[BEGIN]

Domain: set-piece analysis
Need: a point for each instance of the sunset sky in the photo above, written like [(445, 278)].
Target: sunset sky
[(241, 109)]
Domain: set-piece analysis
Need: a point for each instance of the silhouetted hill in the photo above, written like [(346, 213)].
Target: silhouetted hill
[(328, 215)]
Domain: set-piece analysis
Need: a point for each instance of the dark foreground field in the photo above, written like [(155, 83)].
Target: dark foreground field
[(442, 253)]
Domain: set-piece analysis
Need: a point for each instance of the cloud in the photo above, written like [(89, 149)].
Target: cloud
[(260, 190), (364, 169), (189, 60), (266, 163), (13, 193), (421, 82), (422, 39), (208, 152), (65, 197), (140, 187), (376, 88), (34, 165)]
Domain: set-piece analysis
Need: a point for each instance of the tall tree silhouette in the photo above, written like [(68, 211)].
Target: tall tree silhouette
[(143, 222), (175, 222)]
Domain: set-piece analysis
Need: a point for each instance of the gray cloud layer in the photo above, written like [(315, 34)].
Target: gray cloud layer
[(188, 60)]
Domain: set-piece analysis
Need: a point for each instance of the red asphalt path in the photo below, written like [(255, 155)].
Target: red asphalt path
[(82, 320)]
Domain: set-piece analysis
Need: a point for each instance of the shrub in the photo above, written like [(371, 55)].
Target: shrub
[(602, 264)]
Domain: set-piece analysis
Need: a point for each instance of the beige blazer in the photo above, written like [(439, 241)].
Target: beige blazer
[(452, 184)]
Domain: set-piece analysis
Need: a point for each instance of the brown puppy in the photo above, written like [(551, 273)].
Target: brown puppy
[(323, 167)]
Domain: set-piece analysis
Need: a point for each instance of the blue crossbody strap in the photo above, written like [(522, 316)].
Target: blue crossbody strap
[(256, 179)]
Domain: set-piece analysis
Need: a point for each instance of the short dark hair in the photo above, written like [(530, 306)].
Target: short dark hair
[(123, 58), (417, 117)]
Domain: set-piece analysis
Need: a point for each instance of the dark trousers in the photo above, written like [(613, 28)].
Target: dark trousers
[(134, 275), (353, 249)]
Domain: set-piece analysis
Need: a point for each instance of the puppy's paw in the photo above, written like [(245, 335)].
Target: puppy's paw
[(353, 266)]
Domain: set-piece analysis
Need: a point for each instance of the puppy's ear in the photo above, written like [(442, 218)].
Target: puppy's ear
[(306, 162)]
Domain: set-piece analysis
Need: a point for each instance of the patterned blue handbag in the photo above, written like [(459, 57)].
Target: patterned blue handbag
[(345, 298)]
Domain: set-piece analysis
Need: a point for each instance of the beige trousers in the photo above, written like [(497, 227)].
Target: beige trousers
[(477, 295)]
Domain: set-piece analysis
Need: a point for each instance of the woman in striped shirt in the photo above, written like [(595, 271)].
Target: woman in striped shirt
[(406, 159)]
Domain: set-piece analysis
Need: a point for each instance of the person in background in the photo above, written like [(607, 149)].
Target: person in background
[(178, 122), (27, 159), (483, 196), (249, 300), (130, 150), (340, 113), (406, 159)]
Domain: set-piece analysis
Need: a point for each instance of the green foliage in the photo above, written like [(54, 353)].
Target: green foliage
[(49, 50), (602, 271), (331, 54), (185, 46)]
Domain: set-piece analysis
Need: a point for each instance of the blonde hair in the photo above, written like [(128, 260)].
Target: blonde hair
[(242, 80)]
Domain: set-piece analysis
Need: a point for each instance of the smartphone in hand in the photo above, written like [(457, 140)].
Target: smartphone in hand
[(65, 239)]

[END]
[BEGIN]

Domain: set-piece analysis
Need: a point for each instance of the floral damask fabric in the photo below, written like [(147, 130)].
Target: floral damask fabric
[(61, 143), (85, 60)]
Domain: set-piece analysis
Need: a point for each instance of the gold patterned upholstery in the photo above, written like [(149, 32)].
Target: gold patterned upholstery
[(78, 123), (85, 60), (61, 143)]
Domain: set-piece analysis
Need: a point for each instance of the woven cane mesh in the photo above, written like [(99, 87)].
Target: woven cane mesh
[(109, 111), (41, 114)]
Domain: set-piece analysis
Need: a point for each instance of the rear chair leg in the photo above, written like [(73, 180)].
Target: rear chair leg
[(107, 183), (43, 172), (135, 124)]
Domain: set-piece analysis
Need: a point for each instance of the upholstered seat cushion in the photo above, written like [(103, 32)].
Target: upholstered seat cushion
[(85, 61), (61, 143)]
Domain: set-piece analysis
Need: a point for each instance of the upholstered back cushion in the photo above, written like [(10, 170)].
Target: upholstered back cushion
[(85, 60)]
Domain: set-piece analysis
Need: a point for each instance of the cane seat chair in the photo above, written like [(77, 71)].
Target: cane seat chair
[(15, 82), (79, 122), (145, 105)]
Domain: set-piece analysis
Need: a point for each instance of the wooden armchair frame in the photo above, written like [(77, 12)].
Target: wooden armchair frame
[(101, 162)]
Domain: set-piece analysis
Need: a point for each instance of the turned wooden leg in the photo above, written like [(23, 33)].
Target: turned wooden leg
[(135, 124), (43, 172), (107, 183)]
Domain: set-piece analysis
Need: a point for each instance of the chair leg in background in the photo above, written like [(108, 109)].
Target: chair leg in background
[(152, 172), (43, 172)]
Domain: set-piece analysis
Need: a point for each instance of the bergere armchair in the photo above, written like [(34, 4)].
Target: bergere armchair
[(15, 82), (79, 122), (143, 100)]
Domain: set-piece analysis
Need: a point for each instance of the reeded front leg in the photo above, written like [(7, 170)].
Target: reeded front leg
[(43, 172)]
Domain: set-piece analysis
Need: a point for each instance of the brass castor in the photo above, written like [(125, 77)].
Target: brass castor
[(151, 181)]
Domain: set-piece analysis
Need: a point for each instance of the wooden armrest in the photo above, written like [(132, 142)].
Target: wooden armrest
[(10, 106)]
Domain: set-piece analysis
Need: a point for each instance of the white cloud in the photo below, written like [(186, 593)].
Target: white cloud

[END]

* Set task
Find every line in the data above that contains the string "woman", and copy each of those lines in full.

* Exercise result
Need: a point for each instance of the woman in striped shirt in the photo above, written like [(595, 271)].
Target: woman in striped shirt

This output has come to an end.